Family Heirloom Recipes from the Illinois State Fair
Greater Midwest Foodways Alliance's inaugural compilation of Family Heirloom Recipes from the Illinois State Fair is in honor of the Illinois Bicentennial. Since 2009, we have sponsored family heirloom recipe contests at Midwestern state fairs.
Contestants would enter their best scratch family heirloom recipe suitable for a family or community dinner. The recipe should have originated 50 years or earlier. Contestants would bring a prepared dish along with a history of who passed the recipe down to them, ethnicity, if relevant, number of years the recipe has been in their family and any interesting information about their recipe. The all-important history of the recipe would account for fully half the score, with execution and taste (40%) and appearance (10%) accounting for the other half.
This book offers an opportunity to follow the judging experience by providing the histories and recipes presented as submitted to the Illinois State Fair (2009-2018). A picture of the food taken as presented at the fair. These treasured family recipes were sometimes submitted simply in their transport container, or more elaborately on the family's china with relevant props of family pictures, kitchen paraphernalia and their loved one's handwritten recipe.
All 81 recipes from 77 competitors are provided as presented to preserve their historical integrity. Some of these recipes originated when oven temperatures were difficult to regulate, or temperature was literally taken by hand: stick your hand in the oven chamber and count the seconds before your hand cannot tolerate it. When dealing with oven baked goods use your best judgement whether the recipe's finished cooking in the time stated.
Unlike many sponsored contests who rely on state fair appointed judges, we send our members to judge the Family Heirloom Contest. Our contest is unique because a final decision is not solely dependent on the recipe's execution. We weighted the history at 50% to emphasize it is a major consideration. Consequently, an excellent history can trump a recipe's execution, but an excellent dish with no history will never rank. We do recognize participation would be greater if we dropped the expectation of a history, though it is cost we can live with to achieve our goal of breathing new life into old recipes.
At the end of the state fair season, these recipes, histories and images are loaded to our website. Over the holidays, there has usually been a bump in traffic as people searched for long lost recipes. The digital age provides great opportunity to explore, though the content is fragile when websites are no longer funded, or a virus wipes out a memory. Memorializing the precious content from this contest in a book reduces the opportunity for loss once more by spreading the word. If used bookstores exist two hundred years from now, we can only hope someone gasps with recognition of a name or recipe in this book.
For the long haul the original histories and recipes will be archived at the University of Michigan Library Special Collections Research Center in the Janice Bluestein Longone Culinary Archives in Ann Arbor. This culinary archive is a mecca for researchers. We want to encourage the continued use and study of these Family Heirloom Recipes, because these recipes and their histories will live on as long as they not forgotten.
Over time, we will issue similar books for recipes and histories collected at other Midwestern State Fairs: Illinois, Indiana, Iowa, Kansas, Minnesota, Missouri, Ohio, South Dakota and Wisconsin.
If nothing else should this book inspire you to document a family favorite recipe to share with loved ones, then we have accomplished our mission.

> _What the exercise asks_
From the passage on family heirloom recipes from the Illinois State Fair, list each criterion used to score contest entries along with the share of the score it carries.

> _Dataset entries_
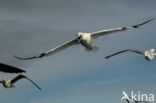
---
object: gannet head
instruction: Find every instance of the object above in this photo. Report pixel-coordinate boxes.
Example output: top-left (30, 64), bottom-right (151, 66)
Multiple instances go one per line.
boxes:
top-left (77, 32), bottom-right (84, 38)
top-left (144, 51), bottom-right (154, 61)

> _Output_
- History of the recipe: 50%
- Execution and taste: 40%
- Appearance: 10%